(Collection records)
————————
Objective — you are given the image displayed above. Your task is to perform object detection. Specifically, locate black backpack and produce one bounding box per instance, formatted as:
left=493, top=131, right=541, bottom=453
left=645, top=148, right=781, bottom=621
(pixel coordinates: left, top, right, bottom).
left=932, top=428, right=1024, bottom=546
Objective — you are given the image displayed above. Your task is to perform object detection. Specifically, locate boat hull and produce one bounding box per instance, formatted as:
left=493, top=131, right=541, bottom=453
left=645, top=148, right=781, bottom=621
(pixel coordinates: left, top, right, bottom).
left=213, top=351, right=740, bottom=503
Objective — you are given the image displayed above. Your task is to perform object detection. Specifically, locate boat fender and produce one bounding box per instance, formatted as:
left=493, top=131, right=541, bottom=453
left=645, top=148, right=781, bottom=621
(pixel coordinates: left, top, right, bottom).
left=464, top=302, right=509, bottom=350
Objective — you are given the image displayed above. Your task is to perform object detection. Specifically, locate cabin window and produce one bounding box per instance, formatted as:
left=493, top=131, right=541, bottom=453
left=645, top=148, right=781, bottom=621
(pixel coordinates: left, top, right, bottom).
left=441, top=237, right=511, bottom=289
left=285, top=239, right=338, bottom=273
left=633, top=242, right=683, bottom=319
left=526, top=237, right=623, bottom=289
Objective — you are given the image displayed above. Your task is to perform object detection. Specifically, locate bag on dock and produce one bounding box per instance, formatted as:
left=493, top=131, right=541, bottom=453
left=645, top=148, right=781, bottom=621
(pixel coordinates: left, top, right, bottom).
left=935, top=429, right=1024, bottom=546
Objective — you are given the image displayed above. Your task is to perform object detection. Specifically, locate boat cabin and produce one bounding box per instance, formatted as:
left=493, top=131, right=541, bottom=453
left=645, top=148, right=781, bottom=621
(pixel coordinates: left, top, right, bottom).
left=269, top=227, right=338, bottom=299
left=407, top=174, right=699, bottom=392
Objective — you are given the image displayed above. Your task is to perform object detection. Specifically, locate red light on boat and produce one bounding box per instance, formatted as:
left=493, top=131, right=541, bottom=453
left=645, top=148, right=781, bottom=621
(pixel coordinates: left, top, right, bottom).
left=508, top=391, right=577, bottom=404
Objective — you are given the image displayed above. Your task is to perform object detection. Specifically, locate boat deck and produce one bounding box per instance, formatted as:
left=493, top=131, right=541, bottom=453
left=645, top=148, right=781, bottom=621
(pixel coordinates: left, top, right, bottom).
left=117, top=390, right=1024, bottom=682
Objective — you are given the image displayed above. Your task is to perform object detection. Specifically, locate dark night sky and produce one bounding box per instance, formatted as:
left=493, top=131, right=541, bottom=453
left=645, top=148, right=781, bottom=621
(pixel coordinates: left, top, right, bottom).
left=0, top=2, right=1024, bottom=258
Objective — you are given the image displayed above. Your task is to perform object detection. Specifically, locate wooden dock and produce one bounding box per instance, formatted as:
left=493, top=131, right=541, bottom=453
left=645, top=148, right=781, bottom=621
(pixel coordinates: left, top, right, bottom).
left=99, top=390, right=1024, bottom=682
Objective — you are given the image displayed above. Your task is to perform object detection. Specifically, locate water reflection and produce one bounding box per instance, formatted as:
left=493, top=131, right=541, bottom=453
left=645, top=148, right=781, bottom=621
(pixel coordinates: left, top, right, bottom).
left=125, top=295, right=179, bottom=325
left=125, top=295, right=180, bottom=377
————————
**Exercise instructions:** Give the lines of the records from the one containing "locate boat deck" up to and including the one containing "left=0, top=2, right=1024, bottom=258" as a Markdown table with the columns Row and Line, one numbered row per line and blank lines omitted.

**Response to this task:**
| Row | Line |
|---|---|
| 1 | Objective — you are given the image displayed above. Your task is to perform object detection. Specifically, locate boat deck and produce one bounding box per instance, formatted as: |
| 2 | left=493, top=131, right=541, bottom=453 |
| 3 | left=645, top=148, right=781, bottom=621 |
| 4 | (pixel coordinates: left, top, right, bottom). |
| 5 | left=117, top=390, right=1024, bottom=682 |
| 6 | Objective — you are given the image displayed above. Your task is to perform object detection. Specifically, locate dark night sky and produce one bounding box per instance, formatted as: |
| 7 | left=493, top=131, right=541, bottom=453 |
| 8 | left=645, top=148, right=781, bottom=621 |
| 9 | (pixel coordinates: left, top, right, bottom). |
| 10 | left=0, top=2, right=1024, bottom=258 |